Coordinate labeling data:
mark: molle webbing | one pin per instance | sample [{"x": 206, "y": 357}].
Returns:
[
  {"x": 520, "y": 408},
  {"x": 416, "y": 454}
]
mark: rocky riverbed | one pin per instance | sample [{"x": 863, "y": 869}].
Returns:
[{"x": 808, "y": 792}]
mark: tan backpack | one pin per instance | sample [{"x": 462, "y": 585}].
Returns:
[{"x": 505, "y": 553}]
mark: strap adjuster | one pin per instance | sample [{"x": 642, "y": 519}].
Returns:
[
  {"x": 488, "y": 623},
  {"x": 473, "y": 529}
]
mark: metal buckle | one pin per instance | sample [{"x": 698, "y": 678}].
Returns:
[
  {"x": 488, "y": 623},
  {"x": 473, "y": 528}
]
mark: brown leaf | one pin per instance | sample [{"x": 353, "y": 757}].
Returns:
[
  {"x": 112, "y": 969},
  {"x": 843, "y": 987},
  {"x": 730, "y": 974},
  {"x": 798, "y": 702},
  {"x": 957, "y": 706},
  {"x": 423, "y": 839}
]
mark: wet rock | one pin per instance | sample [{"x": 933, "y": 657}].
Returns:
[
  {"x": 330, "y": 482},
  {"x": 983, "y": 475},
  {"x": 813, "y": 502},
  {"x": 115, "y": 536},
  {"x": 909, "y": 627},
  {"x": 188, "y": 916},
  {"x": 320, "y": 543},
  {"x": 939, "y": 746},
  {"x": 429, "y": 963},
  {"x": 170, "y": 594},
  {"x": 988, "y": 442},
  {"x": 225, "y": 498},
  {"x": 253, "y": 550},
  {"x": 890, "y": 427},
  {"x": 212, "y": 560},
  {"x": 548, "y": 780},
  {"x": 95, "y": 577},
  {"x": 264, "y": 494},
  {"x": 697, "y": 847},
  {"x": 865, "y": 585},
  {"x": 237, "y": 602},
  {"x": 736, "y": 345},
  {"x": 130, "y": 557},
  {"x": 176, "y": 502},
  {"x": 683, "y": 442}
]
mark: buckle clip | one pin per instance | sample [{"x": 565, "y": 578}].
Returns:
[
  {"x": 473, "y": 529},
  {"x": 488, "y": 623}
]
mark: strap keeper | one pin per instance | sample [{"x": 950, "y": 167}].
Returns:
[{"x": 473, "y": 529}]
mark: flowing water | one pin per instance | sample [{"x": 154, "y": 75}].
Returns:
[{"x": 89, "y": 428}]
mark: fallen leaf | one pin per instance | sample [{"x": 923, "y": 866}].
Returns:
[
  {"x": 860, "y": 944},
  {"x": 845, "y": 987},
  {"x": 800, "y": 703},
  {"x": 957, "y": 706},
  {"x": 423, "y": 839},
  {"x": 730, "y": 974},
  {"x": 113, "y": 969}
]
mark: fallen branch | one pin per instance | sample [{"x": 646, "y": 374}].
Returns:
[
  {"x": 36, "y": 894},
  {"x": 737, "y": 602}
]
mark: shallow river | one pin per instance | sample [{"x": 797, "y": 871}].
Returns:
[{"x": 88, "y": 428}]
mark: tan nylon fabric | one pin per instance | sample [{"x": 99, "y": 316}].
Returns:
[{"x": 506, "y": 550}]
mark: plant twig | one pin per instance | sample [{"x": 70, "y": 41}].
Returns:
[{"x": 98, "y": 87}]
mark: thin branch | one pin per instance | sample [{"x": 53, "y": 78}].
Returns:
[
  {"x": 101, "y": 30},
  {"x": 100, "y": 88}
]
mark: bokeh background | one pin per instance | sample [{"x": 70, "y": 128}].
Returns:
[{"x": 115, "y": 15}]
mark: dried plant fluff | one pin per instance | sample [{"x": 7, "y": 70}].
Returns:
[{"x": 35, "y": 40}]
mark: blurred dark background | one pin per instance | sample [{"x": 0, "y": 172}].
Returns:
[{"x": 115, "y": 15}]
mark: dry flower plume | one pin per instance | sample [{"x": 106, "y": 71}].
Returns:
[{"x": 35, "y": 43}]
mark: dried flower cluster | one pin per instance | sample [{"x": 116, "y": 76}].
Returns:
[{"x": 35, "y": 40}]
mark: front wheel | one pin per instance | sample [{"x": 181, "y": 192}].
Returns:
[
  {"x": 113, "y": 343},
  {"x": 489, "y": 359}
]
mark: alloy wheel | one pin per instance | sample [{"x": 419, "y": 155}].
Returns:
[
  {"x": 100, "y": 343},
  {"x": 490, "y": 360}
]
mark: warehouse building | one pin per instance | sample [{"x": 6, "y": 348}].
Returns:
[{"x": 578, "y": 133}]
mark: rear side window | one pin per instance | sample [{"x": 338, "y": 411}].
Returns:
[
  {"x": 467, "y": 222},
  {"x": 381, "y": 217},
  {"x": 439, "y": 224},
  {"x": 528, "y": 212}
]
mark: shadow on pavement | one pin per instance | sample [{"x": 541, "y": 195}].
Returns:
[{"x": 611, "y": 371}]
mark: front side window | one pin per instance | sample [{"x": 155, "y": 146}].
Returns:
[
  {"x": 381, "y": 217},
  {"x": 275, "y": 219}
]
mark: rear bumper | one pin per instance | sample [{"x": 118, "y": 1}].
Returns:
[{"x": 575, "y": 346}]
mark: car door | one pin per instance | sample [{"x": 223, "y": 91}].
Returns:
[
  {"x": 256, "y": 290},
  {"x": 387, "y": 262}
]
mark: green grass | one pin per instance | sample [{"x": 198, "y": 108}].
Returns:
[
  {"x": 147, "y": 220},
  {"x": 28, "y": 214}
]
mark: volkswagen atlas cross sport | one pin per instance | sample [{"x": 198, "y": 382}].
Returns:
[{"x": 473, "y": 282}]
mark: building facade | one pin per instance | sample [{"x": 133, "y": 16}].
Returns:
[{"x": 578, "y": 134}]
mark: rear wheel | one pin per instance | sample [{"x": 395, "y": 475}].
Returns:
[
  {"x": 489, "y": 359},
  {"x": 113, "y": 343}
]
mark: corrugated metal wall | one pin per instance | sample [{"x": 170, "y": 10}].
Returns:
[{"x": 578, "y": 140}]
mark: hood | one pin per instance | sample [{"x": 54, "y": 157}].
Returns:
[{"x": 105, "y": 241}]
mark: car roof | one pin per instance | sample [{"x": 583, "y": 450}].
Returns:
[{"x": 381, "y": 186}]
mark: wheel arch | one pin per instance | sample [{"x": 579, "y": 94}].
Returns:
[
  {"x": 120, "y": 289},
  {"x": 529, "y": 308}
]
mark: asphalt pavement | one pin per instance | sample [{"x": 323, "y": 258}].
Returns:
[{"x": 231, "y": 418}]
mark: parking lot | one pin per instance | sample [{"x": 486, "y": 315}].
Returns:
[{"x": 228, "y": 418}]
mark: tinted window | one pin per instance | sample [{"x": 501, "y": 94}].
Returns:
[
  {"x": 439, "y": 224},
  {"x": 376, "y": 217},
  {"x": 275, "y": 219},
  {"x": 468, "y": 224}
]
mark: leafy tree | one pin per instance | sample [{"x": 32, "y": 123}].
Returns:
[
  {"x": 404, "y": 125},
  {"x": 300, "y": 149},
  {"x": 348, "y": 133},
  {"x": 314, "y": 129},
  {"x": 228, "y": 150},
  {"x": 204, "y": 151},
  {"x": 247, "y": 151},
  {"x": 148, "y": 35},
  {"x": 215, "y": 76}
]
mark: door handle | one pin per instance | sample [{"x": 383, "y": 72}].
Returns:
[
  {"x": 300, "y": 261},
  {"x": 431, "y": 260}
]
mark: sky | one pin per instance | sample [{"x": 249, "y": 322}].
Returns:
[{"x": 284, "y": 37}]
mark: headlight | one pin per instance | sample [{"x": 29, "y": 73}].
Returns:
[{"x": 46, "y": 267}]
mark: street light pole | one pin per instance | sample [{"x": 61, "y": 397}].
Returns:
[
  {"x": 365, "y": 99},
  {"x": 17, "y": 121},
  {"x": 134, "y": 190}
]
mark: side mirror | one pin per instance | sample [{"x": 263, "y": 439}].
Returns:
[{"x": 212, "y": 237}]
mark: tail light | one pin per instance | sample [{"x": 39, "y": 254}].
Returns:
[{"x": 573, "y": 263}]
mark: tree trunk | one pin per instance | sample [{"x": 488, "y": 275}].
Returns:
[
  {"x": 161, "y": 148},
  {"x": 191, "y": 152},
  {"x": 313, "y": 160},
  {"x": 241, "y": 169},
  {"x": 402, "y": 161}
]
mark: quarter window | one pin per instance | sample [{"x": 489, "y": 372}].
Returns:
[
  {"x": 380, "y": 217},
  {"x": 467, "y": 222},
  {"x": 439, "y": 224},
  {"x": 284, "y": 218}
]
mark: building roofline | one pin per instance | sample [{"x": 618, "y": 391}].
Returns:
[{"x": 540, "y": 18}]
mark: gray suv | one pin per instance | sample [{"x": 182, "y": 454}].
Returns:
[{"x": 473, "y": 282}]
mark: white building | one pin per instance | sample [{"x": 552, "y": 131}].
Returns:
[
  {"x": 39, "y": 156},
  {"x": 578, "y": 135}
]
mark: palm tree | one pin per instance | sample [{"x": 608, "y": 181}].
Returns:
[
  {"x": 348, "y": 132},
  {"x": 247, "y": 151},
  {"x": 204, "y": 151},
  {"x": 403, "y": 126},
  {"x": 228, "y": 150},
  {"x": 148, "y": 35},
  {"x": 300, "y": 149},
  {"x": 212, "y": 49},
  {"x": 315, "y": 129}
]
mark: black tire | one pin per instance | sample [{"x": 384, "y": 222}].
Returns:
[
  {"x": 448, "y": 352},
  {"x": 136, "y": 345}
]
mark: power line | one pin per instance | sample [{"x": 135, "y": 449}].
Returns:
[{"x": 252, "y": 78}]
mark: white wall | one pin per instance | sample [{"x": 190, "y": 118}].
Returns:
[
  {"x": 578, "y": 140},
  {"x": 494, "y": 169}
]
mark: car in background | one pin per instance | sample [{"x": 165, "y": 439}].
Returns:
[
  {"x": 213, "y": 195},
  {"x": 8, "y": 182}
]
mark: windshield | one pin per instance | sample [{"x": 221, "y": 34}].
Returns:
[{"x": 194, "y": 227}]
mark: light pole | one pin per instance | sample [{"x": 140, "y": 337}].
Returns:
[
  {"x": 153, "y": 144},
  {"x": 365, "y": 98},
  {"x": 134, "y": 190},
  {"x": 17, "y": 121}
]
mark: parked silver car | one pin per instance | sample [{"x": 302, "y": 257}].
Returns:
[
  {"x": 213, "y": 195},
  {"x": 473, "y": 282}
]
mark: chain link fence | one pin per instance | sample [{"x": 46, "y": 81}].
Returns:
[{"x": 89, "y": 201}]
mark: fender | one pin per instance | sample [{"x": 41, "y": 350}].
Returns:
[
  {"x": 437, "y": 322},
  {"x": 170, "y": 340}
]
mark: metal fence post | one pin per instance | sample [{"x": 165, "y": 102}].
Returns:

◆ GOAL OF THE EXERCISE: What needs duplicating is the run of lines from the one containing "mark: light pole" through the last line of the entries above, exact and complete.

◆ EXPECTED ANSWER:
mark: light pole | one pin per instance | sample [{"x": 140, "y": 337}].
Returns:
[
  {"x": 153, "y": 144},
  {"x": 365, "y": 98},
  {"x": 134, "y": 190},
  {"x": 17, "y": 121}
]
mark: parked silver car | one pin per instance | sample [{"x": 302, "y": 257}].
Returns:
[
  {"x": 213, "y": 195},
  {"x": 473, "y": 282}
]
mark: chain link fence | one pin per instance | sample [{"x": 46, "y": 81}].
Returns:
[{"x": 89, "y": 201}]
mark: fender | one pin per instance | sample [{"x": 41, "y": 350}].
Returns:
[
  {"x": 437, "y": 322},
  {"x": 170, "y": 340}
]
mark: metal fence post | one pin per instance | sample [{"x": 165, "y": 102}].
Returns:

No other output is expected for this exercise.